··· GIVEN DATA
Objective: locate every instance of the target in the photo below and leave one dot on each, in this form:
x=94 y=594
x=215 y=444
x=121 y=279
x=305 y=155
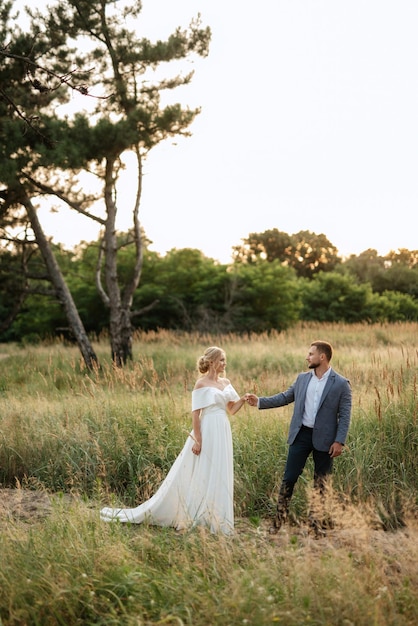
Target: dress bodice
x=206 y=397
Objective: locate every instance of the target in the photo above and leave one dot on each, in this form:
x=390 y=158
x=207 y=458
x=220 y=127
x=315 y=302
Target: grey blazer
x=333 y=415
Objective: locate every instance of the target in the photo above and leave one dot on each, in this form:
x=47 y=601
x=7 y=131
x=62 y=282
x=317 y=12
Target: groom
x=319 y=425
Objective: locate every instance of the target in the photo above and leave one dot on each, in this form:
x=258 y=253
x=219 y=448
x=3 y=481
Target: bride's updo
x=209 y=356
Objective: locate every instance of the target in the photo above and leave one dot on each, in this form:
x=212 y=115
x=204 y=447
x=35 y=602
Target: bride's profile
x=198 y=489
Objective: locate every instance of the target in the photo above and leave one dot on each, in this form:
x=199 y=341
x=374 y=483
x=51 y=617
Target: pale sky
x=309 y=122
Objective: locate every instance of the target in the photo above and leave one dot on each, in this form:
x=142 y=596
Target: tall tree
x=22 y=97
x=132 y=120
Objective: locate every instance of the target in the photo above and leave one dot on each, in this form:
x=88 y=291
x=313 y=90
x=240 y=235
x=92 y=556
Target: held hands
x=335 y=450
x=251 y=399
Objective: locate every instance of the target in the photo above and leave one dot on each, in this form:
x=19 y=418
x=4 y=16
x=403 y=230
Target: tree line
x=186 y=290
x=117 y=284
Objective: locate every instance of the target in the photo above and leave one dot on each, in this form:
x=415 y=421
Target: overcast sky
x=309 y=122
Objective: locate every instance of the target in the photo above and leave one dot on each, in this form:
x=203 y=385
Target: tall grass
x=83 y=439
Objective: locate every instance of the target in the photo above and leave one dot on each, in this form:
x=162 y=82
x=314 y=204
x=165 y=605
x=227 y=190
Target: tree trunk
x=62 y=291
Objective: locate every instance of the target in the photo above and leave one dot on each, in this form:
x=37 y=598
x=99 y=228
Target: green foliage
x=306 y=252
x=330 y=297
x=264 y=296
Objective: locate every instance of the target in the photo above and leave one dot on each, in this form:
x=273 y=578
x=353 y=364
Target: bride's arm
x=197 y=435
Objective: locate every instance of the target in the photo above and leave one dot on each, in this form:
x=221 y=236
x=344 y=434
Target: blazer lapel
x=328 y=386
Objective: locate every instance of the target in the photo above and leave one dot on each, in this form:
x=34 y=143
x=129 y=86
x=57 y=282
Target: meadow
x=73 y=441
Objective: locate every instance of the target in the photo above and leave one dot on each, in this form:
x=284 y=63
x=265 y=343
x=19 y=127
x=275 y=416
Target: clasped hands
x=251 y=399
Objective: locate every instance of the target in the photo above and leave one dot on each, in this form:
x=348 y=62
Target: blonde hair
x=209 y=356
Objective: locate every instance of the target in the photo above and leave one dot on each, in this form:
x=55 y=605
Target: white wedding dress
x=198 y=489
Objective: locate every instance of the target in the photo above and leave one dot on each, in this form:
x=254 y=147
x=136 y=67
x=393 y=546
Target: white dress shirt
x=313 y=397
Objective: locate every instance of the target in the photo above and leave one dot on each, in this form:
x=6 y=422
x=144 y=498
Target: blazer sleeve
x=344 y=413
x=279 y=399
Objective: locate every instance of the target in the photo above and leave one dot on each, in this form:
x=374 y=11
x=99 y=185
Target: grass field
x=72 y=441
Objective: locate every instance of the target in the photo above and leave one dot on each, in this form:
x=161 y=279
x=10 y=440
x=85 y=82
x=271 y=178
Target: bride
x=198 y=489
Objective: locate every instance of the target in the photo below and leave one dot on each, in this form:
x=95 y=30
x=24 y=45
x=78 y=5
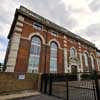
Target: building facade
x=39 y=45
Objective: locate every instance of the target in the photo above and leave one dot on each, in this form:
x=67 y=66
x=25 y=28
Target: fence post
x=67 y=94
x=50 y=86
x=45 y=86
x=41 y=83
······
Update the data above by changing every "Objective" to "Instruction" and keeping everything else the same. Leave the pictures out of your output.

Instruction: locate every instance of the target in the photo below and leave one dot on each, in this form:
x=94 y=594
x=215 y=444
x=121 y=279
x=305 y=155
Target: dress bodice
x=206 y=397
Instruction: locate every instance of the target in the photo above and leave one dot on each, in this form:
x=390 y=158
x=207 y=458
x=220 y=127
x=315 y=302
Target: grey blazer
x=333 y=415
Instruction: locate every instance of the target in the photo above and leave one dot on each, in this form:
x=47 y=601
x=7 y=131
x=62 y=282
x=317 y=12
Target: groom
x=319 y=425
Instruction: locate every instance of the target in the photo above and leave one dot on each, in this form:
x=258 y=253
x=219 y=448
x=3 y=481
Target: bride's updo
x=209 y=356
Instruction: locate every instance of the target in the photo above and leave one dot on each, in this form:
x=212 y=115
x=204 y=447
x=35 y=602
Target: bride's profile
x=198 y=489
Instruction: locate every instance of the target in the photo above and leave one dot on each, in this form:
x=199 y=341
x=374 y=483
x=51 y=617
Target: pale sky
x=309 y=122
Instruction: locate every instance of the target in the photo above and leave one dot on each, in this form:
x=142 y=596
Target: tall tree
x=22 y=97
x=132 y=120
Instruction: locate every instance of the target in the photo above and leave one dot on each, in this form:
x=88 y=291
x=313 y=90
x=240 y=235
x=92 y=556
Target: held hands
x=335 y=450
x=251 y=399
Instruction: locate every instance of the target in the photo above and leave one dot on each, in this form:
x=19 y=418
x=4 y=16
x=403 y=230
Target: tree line
x=186 y=290
x=117 y=284
Instruction: locate every instance of the target in the photo above and leave one dot on each, in this form:
x=415 y=421
Target: overcast sky
x=309 y=122
Instruction: locate every instance of the target in the photo above and leave one dot on each, in this form:
x=203 y=385
Target: tall grass
x=83 y=439
Instruction: locate every instance of the target in the photo above and leave one dot on each, in this form:
x=162 y=82
x=314 y=204
x=165 y=605
x=227 y=190
Target: tree trunk
x=62 y=291
Instruction: locate every instance of the target in the photo above and leave one dot on each, in this form:
x=37 y=598
x=99 y=228
Target: green foliage
x=306 y=252
x=330 y=297
x=264 y=296
Instruction: locate every instance of the target in the photo above and leave one dot on each, in this form:
x=273 y=578
x=353 y=364
Target: bride's arm
x=197 y=435
Instruction: locate every instance of the target in the photo above and leave one dot on each, in this form:
x=221 y=236
x=344 y=434
Target: blazer lapel
x=328 y=386
Instruction: locate every instance of the target in the photo above and leave one dot on each, in this form:
x=34 y=143
x=129 y=86
x=57 y=282
Target: meadow
x=73 y=441
Instruction: locate every instance of the target in the photo above and leave one dot on each, in this form:
x=284 y=63
x=265 y=343
x=19 y=127
x=275 y=416
Target: clasped hands
x=251 y=399
Instruction: locate every instance of the target in the photo above and leave one dot on each, in this form:
x=348 y=62
Target: blonde hair
x=209 y=356
Instruction: locate every instance of the target in the photo above and leave one dot on each, in this form:
x=55 y=605
Target: white wedding dress
x=198 y=489
Instruction: locate every instance of the target in the photo above and leave one dot on each, in this form:
x=254 y=147
x=136 y=67
x=393 y=546
Target: white dress shirt
x=313 y=397
Instruction: locate every instance of the target in the photo above and leave one dot on each, in this form:
x=6 y=422
x=144 y=498
Target: blazer sleeve
x=344 y=413
x=279 y=399
Instruction: locate every instance of the target in the photo above and leave one dot on each, in this form:
x=374 y=11
x=99 y=185
Target: grass field
x=72 y=441
Instruction: locate every instance of the target in the photo above and leave one dot on each, in this form:
x=161 y=279
x=10 y=440
x=85 y=82
x=271 y=178
Target: bride
x=198 y=489
Instruction: locate every instance of the target in the photo below and leave one dot on each, in this form:
x=95 y=30
x=24 y=45
x=78 y=5
Target: building facade
x=39 y=45
Instruction: locate every instance of the target in the photo above and leave one dot on each, in this form:
x=67 y=66
x=25 y=28
Target: fence post
x=67 y=94
x=50 y=86
x=45 y=86
x=41 y=83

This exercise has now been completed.